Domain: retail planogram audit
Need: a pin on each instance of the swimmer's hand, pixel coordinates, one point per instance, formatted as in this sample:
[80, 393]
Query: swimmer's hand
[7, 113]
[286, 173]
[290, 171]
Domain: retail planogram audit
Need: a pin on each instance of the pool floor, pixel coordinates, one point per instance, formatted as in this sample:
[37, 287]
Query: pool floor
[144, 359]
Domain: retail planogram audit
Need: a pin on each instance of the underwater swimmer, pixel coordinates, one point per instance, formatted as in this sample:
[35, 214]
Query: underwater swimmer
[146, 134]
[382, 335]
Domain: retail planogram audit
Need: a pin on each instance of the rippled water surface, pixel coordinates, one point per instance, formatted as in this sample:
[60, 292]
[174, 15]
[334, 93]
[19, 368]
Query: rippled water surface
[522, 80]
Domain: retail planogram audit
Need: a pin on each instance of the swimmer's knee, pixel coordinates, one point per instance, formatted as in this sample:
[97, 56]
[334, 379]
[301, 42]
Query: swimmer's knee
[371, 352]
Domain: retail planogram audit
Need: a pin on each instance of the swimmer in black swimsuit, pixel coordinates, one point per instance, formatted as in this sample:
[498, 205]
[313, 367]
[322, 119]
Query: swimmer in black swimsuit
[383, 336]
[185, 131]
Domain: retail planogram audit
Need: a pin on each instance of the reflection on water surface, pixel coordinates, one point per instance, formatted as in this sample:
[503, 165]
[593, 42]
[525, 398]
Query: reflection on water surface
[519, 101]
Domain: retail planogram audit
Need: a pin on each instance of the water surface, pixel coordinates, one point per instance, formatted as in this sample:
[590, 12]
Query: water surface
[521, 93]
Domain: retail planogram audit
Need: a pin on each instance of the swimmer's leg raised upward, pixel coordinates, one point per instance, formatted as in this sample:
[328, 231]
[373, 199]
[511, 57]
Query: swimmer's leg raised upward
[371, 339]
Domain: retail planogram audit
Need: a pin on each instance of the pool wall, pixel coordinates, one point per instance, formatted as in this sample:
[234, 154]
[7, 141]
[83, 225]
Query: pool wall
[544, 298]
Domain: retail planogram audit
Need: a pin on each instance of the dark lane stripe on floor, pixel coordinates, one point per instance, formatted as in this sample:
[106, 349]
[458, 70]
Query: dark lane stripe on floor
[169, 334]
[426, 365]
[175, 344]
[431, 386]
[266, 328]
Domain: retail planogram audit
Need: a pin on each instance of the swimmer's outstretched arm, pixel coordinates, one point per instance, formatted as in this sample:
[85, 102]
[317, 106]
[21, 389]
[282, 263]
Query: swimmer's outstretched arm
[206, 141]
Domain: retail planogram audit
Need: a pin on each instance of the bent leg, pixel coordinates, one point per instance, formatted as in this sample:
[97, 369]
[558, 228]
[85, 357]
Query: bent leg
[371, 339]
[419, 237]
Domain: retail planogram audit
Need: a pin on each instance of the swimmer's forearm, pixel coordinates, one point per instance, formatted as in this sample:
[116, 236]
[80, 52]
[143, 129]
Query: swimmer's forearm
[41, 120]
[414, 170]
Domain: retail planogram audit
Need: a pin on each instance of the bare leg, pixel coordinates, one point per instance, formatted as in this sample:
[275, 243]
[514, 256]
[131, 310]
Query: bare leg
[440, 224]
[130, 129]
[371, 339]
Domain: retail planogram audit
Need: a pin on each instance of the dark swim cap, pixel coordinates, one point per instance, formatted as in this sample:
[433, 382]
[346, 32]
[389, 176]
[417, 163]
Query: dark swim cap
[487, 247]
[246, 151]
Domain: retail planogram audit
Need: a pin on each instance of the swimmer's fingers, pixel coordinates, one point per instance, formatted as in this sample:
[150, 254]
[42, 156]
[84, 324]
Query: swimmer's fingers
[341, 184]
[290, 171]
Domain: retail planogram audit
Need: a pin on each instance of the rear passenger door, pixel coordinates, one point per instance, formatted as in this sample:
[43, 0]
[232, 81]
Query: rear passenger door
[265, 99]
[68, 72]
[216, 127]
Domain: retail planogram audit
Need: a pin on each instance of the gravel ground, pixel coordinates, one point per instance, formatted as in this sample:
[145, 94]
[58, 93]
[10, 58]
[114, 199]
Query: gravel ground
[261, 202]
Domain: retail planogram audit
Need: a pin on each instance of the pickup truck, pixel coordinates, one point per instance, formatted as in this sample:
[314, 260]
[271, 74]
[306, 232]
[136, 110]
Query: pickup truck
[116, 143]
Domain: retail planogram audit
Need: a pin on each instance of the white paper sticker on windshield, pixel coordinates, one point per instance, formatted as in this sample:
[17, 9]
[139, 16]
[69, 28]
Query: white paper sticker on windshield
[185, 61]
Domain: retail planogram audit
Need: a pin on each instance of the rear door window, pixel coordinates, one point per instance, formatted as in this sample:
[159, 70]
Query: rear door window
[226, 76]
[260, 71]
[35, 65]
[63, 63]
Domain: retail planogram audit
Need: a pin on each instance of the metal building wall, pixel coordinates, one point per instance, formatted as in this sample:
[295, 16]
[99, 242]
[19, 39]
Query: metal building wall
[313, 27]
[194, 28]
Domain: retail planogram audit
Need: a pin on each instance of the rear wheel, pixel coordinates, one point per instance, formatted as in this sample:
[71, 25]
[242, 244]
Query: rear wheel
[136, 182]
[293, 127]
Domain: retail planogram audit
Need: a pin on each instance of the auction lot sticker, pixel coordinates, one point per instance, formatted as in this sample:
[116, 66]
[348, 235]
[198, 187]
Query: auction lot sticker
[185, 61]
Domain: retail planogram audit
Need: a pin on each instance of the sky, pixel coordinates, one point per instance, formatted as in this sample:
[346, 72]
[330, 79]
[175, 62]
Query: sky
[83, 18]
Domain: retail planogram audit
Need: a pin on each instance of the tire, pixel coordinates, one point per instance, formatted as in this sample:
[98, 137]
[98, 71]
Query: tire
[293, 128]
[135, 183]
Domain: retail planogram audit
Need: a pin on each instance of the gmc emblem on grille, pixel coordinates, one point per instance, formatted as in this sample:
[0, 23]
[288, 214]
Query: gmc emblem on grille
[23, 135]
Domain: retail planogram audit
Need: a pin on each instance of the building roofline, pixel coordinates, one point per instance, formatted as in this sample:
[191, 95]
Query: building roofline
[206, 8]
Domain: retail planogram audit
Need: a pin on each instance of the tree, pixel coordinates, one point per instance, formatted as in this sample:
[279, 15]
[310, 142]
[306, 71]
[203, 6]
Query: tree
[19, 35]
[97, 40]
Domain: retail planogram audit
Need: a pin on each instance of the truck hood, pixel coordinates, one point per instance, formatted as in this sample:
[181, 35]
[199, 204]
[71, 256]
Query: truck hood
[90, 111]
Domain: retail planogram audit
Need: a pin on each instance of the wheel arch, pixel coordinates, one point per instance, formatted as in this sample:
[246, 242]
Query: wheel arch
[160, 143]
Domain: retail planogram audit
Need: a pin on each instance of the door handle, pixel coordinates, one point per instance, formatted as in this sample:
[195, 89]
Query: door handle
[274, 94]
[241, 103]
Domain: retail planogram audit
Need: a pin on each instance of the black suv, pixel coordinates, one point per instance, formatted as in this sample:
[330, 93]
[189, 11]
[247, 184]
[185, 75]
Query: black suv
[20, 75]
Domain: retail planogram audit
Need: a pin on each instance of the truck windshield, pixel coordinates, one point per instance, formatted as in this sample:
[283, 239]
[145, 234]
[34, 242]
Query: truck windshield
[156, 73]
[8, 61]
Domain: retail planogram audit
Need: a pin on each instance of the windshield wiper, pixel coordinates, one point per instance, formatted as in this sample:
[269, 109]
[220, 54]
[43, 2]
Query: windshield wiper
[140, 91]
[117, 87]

______

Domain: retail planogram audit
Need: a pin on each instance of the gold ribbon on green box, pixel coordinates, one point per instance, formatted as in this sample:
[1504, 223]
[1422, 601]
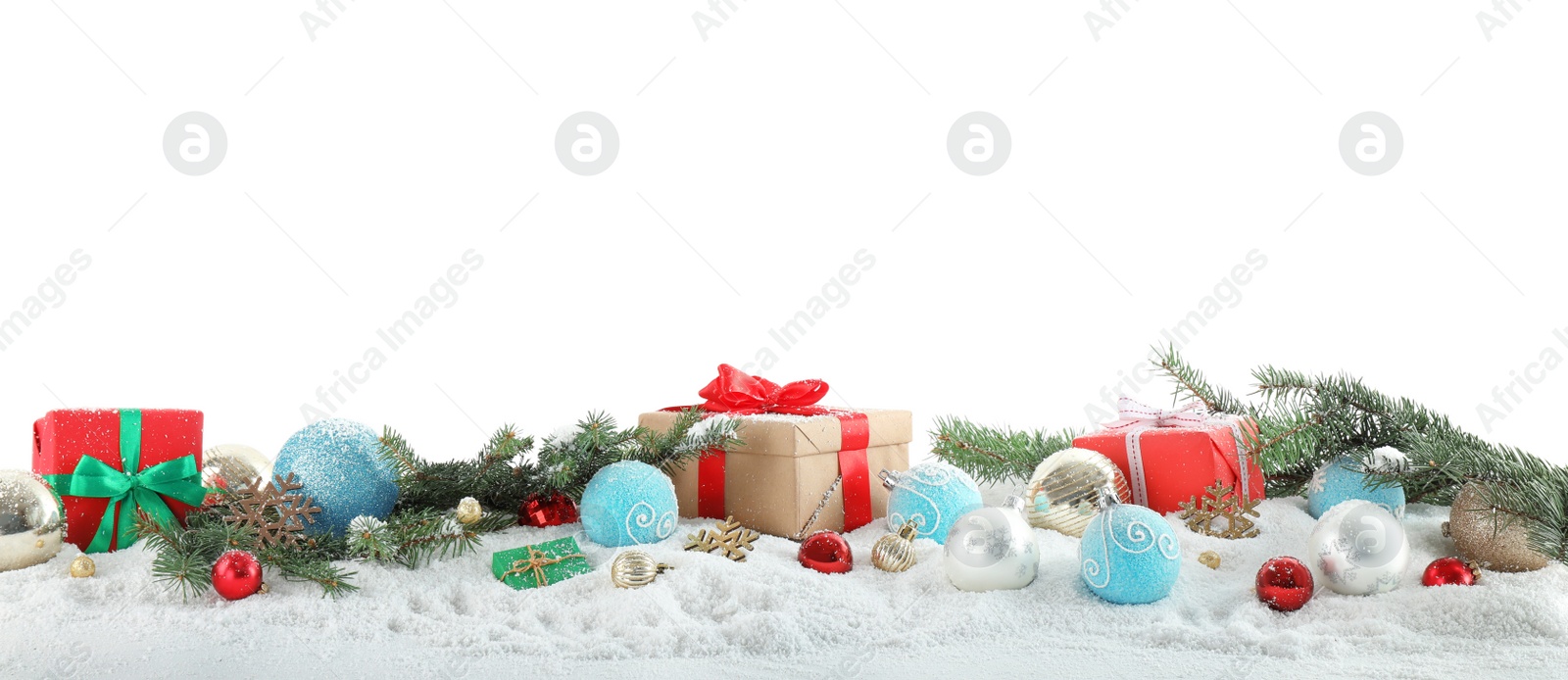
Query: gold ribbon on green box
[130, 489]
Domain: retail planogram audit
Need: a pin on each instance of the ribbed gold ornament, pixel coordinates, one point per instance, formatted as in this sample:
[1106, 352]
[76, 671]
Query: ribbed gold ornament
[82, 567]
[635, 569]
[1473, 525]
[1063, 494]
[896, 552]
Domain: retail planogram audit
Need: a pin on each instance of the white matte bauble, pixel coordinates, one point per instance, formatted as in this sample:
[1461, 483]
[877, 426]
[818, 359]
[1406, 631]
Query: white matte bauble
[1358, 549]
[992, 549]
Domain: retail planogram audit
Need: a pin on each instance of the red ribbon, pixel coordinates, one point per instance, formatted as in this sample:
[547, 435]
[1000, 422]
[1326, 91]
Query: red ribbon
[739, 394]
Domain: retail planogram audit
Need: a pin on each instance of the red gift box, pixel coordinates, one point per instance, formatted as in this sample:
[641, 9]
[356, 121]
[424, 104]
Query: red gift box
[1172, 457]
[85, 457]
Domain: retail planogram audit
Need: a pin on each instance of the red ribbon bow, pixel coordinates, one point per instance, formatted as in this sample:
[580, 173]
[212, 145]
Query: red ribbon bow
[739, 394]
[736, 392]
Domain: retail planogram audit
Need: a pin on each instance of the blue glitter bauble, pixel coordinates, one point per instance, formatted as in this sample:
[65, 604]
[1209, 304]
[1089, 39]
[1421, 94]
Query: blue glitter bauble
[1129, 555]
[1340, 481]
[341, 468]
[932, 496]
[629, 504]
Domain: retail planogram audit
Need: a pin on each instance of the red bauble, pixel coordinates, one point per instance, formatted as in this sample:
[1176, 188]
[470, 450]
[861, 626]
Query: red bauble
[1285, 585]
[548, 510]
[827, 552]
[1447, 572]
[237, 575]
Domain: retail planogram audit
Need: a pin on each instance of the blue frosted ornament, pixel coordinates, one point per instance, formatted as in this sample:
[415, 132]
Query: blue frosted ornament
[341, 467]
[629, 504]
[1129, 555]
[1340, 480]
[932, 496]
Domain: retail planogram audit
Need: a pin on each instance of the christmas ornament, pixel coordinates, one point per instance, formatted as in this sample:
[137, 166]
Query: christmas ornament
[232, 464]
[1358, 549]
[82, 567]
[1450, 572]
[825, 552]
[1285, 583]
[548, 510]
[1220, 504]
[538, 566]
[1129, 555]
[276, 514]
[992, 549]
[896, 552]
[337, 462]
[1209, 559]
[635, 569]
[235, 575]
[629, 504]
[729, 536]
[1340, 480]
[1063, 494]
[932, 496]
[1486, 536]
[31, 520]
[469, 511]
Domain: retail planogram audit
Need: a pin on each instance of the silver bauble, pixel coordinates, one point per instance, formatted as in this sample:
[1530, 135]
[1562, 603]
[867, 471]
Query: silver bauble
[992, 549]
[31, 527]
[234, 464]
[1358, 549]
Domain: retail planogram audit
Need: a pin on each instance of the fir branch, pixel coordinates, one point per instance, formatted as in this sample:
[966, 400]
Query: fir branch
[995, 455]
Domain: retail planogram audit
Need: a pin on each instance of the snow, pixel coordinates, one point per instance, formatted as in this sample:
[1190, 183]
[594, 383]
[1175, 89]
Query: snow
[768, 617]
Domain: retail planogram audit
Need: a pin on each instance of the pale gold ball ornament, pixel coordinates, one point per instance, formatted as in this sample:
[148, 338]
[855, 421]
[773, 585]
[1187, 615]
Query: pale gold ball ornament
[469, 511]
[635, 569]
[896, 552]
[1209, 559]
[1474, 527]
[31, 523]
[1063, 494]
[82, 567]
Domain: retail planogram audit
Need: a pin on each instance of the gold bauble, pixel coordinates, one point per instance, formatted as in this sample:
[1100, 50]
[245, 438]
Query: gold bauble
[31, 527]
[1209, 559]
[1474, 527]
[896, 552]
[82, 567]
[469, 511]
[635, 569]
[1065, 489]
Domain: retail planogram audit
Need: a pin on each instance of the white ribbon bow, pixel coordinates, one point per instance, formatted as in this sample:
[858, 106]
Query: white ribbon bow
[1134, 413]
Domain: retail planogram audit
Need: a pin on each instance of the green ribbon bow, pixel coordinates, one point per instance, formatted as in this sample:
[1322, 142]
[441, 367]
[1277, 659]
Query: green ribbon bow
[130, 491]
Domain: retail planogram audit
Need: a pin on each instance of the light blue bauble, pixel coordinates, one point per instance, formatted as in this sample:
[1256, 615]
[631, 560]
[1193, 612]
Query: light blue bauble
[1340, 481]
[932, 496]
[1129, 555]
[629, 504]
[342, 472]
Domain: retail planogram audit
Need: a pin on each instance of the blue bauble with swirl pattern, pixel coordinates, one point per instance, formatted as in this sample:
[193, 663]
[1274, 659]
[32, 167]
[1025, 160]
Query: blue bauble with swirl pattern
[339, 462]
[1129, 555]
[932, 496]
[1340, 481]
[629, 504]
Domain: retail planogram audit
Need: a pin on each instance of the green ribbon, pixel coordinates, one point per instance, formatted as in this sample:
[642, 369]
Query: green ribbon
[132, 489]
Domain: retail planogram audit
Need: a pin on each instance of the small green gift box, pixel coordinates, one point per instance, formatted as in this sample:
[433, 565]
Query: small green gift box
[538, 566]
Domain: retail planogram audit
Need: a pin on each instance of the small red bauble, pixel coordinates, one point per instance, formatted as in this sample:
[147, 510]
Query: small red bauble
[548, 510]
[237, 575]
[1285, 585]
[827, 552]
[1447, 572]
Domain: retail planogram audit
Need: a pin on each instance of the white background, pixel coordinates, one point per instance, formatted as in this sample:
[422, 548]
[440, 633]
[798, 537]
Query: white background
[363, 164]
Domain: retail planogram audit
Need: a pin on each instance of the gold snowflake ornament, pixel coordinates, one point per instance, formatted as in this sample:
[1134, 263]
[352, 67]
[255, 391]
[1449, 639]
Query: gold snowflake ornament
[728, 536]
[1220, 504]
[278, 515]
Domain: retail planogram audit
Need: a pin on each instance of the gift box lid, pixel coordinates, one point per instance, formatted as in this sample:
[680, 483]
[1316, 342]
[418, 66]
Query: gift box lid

______

> _WRITTEN TASK_
Which lines of the data above contain the string "background"? Copy each of them in full.

> _SOLVED EXERCISE_
Need: a pin on each instance of the white background, pixel coordinates, one point per instance, formatted as in this sample:
Query: white background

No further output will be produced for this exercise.